● **THE REQUEST**: Count how many lines in the entries below contain the word "black". Report only that number.

● **DATA ENTRIES**:
# # # # # # #

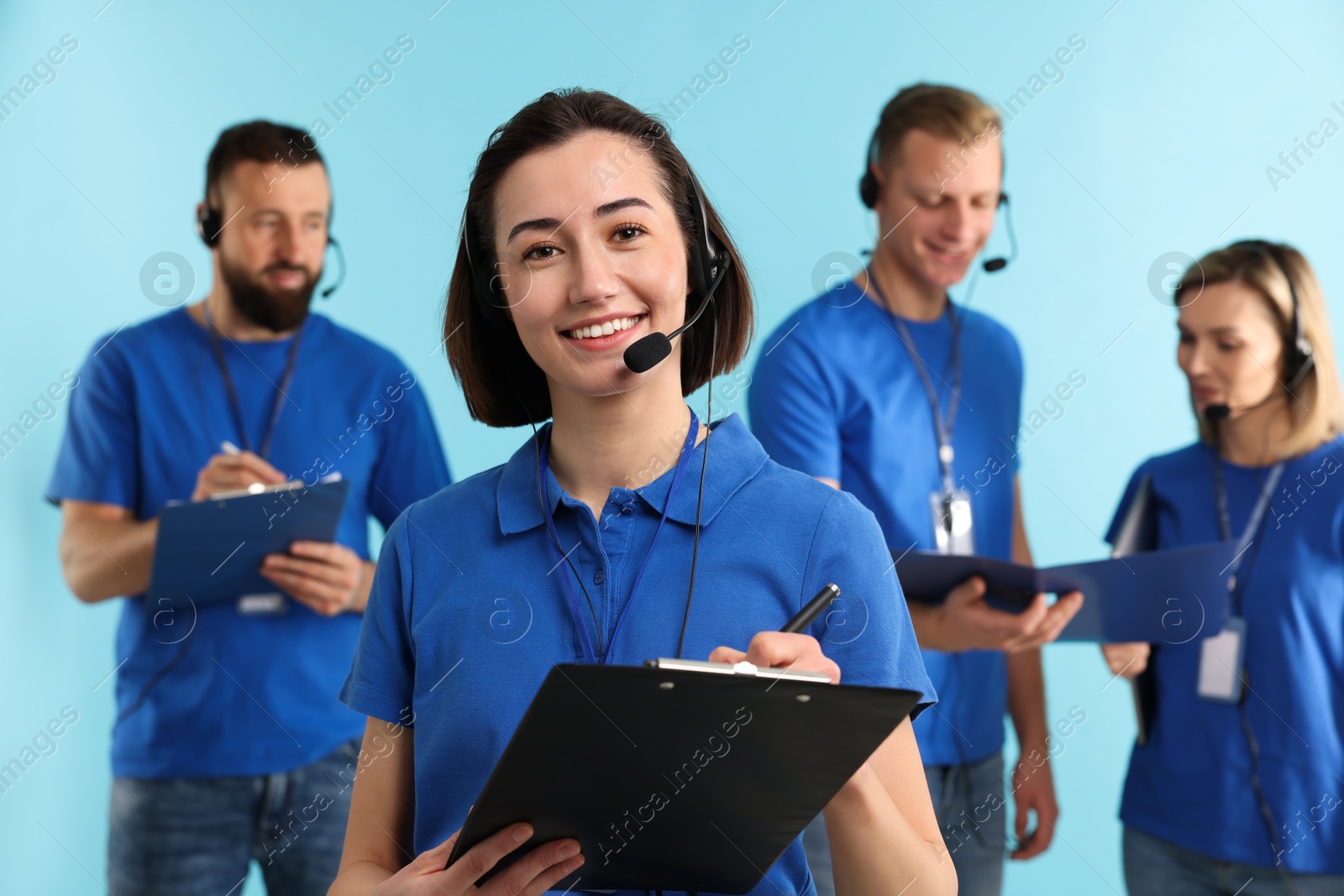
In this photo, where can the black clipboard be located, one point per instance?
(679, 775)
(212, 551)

# # # # # # #

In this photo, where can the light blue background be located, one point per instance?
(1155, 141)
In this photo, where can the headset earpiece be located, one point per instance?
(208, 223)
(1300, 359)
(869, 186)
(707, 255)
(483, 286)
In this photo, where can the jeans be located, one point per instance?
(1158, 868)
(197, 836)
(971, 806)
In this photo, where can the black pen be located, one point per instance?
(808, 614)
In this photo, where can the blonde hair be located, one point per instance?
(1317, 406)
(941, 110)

# # # # # # #

● **REPLY**: 2